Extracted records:
╭──
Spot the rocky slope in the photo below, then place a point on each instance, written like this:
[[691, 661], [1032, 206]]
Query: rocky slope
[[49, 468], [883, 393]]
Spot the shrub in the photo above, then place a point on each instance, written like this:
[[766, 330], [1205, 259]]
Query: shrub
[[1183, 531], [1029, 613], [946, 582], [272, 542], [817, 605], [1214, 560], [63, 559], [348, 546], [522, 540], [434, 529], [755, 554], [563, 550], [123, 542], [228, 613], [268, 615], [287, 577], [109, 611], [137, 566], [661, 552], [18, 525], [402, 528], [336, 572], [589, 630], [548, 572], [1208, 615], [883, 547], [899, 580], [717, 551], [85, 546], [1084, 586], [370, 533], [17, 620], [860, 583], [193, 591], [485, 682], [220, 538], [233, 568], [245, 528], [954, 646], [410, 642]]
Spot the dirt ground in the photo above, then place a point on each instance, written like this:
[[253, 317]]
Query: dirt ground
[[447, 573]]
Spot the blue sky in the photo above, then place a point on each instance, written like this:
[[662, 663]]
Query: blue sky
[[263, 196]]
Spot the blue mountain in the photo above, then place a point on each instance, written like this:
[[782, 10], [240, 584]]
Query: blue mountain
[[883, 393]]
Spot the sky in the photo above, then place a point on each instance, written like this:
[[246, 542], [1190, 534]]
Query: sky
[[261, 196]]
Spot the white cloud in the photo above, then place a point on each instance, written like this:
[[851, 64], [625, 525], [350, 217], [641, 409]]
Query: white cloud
╰──
→ Stated goal
Output every line above as a Markdown table with two columns, No. and Text. Each row holds the line's number and the line itself, with blank lines omitted.

→ Finished answer
| No. | Text |
|---|---|
| 1 | Spot the rocky slope in the photo below, then place a point on each instance, written like this: |
| 2 | [[691, 661], [1032, 206]] |
| 3 | Query: rocky slope |
| 4 | [[49, 468], [883, 393]] |
| 5 | Spot the shrub in the photo above, then place a point on each instance, written like this: |
| 6 | [[766, 330], [1205, 259]] |
| 7 | Query: shrub |
| 8 | [[1183, 531], [1029, 613], [946, 582], [272, 542], [817, 605], [1214, 560], [63, 559], [348, 546], [522, 540], [434, 529], [755, 554], [563, 550], [123, 542], [228, 613], [268, 615], [287, 577], [109, 611], [137, 566], [661, 552], [18, 525], [402, 528], [336, 572], [589, 630], [548, 572], [1208, 615], [883, 547], [899, 580], [717, 551], [85, 546], [1084, 586], [370, 533], [17, 620], [860, 583], [193, 591], [485, 682], [220, 538], [233, 568], [245, 528], [954, 646], [410, 642]] |
| 9 | Spot the dirt ground in the photo above, then place a point on each instance, written like this: |
| 10 | [[253, 317]] |
| 11 | Query: dirt ground |
| 12 | [[447, 573]] |
| 13 | Spot the blue sky in the photo above, then place a point on each instance, written like this: |
| 14 | [[662, 663]] |
| 15 | Query: blue sky |
| 16 | [[263, 196]] |
| 17 | Spot the blue mountain in the photo above, then place a point on each instance, written like this: |
| 18 | [[782, 10], [240, 584]] |
| 19 | Query: blue mountain |
| 20 | [[883, 393]] |
| 21 | Spot the sky in the photo above, then place a point on each instance, written like this: |
| 22 | [[246, 542], [1190, 534]] |
| 23 | Query: sky |
| 24 | [[261, 196]] |
| 25 | Spot the white cloud in the photo above, then place a point on each instance, written like this: |
| 26 | [[851, 64], [625, 525], [350, 217], [641, 409]] |
| 27 | Query: white cloud |